> WRITTEN PROBLEM: Reproduce verbatim the part of the material below that opens with the line containing "Please spot the side", and include that line and every line after it through the end of the material.

>>>>

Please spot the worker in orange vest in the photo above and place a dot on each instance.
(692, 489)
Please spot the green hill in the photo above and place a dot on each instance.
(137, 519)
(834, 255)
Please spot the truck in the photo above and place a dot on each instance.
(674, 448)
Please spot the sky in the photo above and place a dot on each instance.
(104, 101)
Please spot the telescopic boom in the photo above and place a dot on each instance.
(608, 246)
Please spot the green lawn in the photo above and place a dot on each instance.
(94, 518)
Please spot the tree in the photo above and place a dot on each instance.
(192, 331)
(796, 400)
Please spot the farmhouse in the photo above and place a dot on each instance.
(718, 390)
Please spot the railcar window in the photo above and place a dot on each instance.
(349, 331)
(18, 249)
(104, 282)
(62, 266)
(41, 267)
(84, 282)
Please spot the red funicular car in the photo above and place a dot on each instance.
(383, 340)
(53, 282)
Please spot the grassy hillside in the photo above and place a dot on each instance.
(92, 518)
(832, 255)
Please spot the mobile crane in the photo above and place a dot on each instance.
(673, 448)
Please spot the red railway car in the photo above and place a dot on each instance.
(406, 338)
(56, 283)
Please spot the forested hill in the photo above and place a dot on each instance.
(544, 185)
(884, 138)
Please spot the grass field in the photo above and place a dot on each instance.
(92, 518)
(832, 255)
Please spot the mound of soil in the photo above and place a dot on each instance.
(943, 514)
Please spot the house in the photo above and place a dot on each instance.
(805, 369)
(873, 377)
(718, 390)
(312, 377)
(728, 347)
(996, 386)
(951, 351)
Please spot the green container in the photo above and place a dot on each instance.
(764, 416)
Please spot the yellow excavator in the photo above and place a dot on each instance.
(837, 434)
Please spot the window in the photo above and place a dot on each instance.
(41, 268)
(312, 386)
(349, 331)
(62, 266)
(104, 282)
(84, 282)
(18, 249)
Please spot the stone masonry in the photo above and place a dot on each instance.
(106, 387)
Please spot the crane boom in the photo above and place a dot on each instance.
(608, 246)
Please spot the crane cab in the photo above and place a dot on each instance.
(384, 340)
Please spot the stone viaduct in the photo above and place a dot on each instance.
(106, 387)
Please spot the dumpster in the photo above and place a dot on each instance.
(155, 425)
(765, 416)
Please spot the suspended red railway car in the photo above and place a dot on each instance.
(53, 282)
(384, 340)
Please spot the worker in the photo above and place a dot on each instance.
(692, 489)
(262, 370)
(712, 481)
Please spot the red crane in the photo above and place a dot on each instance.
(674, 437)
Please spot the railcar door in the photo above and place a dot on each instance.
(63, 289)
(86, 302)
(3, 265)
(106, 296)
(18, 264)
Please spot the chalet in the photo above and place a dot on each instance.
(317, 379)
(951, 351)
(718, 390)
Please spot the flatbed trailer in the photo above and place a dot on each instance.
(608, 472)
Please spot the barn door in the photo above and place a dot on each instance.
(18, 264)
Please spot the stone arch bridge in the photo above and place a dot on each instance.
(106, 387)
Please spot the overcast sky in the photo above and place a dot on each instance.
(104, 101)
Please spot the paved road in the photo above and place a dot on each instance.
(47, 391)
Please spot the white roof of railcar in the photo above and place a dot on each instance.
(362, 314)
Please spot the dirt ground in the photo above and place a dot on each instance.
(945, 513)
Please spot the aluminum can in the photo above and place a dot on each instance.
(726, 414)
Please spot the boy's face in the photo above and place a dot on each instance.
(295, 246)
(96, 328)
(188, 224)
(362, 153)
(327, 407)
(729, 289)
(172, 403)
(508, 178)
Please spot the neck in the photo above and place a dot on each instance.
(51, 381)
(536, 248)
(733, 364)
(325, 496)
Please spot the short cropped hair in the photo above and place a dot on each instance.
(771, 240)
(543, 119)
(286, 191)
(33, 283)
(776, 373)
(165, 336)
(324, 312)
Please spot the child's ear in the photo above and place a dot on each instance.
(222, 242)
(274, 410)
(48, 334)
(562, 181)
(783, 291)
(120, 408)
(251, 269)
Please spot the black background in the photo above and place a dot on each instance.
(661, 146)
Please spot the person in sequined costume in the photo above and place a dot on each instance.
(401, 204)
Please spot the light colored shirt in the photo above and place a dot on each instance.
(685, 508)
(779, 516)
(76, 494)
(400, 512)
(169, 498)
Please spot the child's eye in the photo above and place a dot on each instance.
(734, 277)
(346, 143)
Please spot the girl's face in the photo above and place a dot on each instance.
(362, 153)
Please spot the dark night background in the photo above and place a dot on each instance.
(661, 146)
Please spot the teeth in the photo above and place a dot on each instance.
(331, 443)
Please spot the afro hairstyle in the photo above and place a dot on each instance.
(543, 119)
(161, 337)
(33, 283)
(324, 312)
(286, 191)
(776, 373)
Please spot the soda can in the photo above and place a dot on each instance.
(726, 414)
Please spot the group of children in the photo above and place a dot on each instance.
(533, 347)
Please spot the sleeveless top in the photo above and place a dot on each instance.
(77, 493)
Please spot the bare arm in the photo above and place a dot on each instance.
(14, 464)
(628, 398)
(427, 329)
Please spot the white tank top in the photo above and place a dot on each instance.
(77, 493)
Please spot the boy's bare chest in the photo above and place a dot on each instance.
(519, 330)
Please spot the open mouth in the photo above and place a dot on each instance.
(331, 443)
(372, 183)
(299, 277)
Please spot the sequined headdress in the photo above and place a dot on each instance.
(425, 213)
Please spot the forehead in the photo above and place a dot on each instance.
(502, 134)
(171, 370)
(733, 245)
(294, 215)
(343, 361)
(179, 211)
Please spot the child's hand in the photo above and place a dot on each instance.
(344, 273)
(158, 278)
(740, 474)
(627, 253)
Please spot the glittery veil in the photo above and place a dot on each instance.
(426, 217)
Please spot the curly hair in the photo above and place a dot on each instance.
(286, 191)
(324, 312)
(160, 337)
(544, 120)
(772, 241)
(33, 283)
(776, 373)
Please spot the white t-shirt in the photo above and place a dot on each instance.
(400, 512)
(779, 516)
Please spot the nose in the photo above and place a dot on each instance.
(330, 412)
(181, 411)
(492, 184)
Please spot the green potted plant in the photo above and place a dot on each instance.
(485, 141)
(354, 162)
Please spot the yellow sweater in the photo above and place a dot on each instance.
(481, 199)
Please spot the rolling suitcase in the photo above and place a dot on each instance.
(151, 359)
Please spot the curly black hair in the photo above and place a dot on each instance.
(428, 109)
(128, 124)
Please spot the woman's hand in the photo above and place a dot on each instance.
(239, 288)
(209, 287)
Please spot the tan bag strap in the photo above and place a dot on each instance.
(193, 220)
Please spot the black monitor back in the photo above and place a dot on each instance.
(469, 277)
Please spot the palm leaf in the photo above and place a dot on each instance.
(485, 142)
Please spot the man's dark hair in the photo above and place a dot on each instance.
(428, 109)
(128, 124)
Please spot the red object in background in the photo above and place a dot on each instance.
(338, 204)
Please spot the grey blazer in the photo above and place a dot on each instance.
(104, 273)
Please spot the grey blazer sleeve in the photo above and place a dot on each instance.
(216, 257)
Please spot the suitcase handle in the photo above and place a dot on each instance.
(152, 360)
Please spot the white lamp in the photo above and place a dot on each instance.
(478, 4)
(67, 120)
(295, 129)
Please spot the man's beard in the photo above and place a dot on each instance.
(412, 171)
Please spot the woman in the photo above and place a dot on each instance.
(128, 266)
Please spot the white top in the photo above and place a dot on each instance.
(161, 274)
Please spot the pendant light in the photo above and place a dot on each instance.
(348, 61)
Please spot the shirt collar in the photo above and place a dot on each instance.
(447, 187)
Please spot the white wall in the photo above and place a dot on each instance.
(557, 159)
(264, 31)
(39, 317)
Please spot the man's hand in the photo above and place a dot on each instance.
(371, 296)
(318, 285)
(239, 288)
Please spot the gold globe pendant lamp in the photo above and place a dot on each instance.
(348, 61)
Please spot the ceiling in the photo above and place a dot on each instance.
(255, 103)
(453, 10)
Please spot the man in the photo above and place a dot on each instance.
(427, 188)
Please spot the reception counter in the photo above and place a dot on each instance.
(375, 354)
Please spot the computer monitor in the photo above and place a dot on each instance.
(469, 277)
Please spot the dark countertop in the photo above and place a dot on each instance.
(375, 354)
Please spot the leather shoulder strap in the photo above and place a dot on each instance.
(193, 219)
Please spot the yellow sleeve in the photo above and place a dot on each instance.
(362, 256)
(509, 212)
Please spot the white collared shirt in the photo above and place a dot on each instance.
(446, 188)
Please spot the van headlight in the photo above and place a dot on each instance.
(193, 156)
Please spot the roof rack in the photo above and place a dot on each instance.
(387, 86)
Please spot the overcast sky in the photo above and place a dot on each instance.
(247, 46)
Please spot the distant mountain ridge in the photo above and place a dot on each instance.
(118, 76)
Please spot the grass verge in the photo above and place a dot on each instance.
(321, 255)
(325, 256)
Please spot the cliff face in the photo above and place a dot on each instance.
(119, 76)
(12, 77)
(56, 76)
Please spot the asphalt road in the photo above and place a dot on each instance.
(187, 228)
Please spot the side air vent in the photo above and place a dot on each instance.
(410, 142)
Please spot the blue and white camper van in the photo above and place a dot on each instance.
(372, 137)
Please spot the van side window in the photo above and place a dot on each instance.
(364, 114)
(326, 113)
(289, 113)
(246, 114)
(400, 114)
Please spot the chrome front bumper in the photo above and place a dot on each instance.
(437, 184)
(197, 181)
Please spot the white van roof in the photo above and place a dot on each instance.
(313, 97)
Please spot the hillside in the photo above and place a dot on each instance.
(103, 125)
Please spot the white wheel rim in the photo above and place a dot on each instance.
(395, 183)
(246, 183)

<<<<

> IN RESPONSE:
Please spot the side air vent in the photo above and place a dot on each instance.
(410, 142)
Please spot the blue and white camper van in the photo above and place a dot on each instance.
(372, 137)
Please spot the van side window in the photo above and place a dot on each instance.
(364, 114)
(326, 113)
(289, 113)
(246, 114)
(400, 114)
Please spot the chrome front bumper in the photo above and place a dot on each instance.
(437, 184)
(197, 181)
Please spot the white van roof in the photo above and place a dot on each instance.
(313, 97)
Please spot the hillside in the photo above and place a dot on each instance.
(103, 125)
Please spot the white wheel rim in the photo above and place a dot on each instance.
(395, 183)
(246, 183)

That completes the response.